TASK TO CARRY OUT:
Repeat exactly the lines that run from the one containing "Place a point on every instance of the stack" to the end of the data, and leave out all others.

LISTING:
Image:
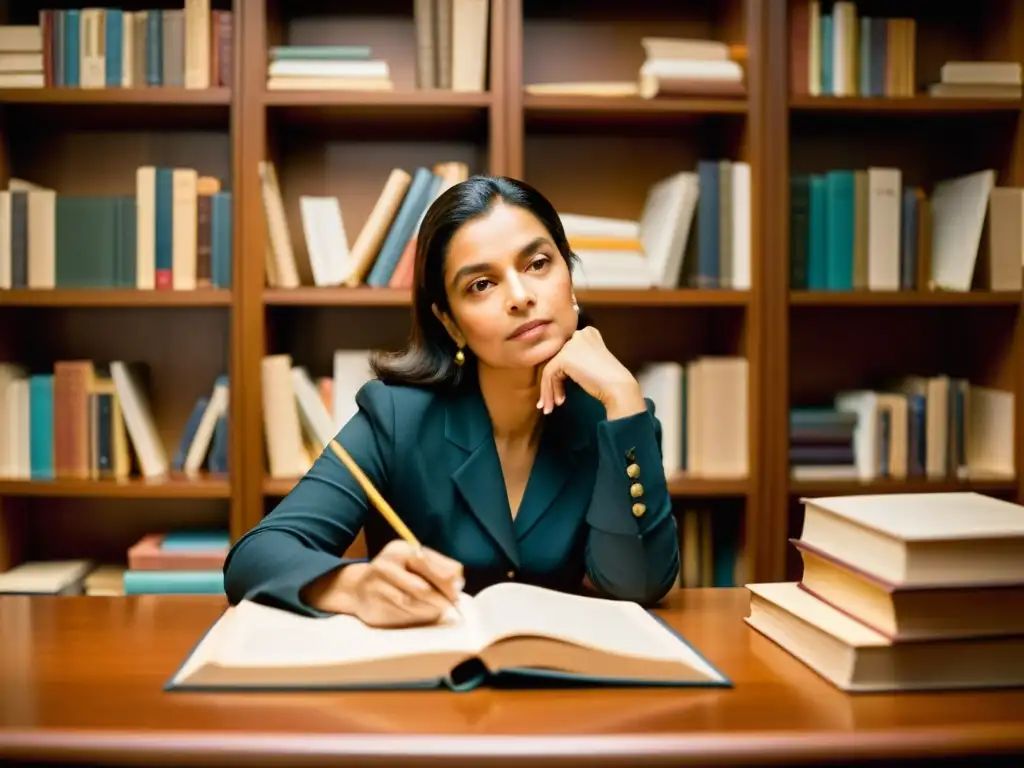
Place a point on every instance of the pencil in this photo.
(375, 497)
(380, 503)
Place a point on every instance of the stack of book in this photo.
(20, 56)
(327, 67)
(979, 80)
(903, 592)
(689, 68)
(182, 562)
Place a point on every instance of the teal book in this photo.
(41, 426)
(817, 250)
(839, 230)
(508, 635)
(174, 582)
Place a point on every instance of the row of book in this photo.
(93, 421)
(672, 68)
(866, 229)
(182, 562)
(174, 233)
(693, 231)
(836, 51)
(934, 427)
(903, 592)
(382, 254)
(702, 406)
(682, 237)
(187, 47)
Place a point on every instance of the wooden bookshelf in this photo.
(822, 342)
(589, 155)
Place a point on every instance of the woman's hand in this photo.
(587, 360)
(398, 588)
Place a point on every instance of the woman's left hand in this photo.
(587, 360)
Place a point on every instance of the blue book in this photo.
(525, 637)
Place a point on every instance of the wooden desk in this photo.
(81, 681)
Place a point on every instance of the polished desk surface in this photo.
(81, 680)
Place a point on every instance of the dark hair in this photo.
(428, 358)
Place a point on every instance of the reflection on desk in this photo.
(82, 678)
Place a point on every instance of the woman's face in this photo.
(509, 290)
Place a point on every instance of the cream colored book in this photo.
(517, 631)
(921, 540)
(854, 657)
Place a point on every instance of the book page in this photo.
(613, 627)
(260, 636)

RESPONSE TO THIS EXERCISE:
Place a point on every instance of the stack of book in this photo.
(20, 56)
(327, 67)
(979, 80)
(903, 592)
(689, 68)
(182, 562)
Place a point on every instance of the teal book in this photo.
(41, 426)
(817, 250)
(839, 230)
(508, 635)
(174, 582)
Place a point on every instance of the row of book in this photo.
(93, 421)
(672, 68)
(866, 229)
(182, 562)
(174, 233)
(693, 231)
(836, 51)
(934, 427)
(903, 592)
(382, 254)
(702, 406)
(682, 237)
(187, 47)
Place a point on every instance of the wooden bookshelf in this photo.
(822, 342)
(589, 155)
Place a point on every instance of the woman's hand in this photo.
(587, 360)
(398, 588)
Place a point on every instance of the woman's left hand in this photo.
(587, 360)
Place a point on every instance of the blue book in this photo.
(525, 637)
Place a point on every instance of the wooden desk in this photo.
(81, 681)
Place a point on every instance of the polished desk surface in this photo.
(81, 680)
Place a point on every instance of the dark hair in this photo.
(428, 358)
Place a point on every instance of the reflection on desk in this photo.
(82, 678)
Place a point on every instance of the woman's face in this photo.
(509, 290)
Place a point on every instance of the cream colored book in this photo.
(517, 631)
(921, 540)
(854, 657)
Place a point on every instance of the book page in this photo.
(613, 627)
(260, 636)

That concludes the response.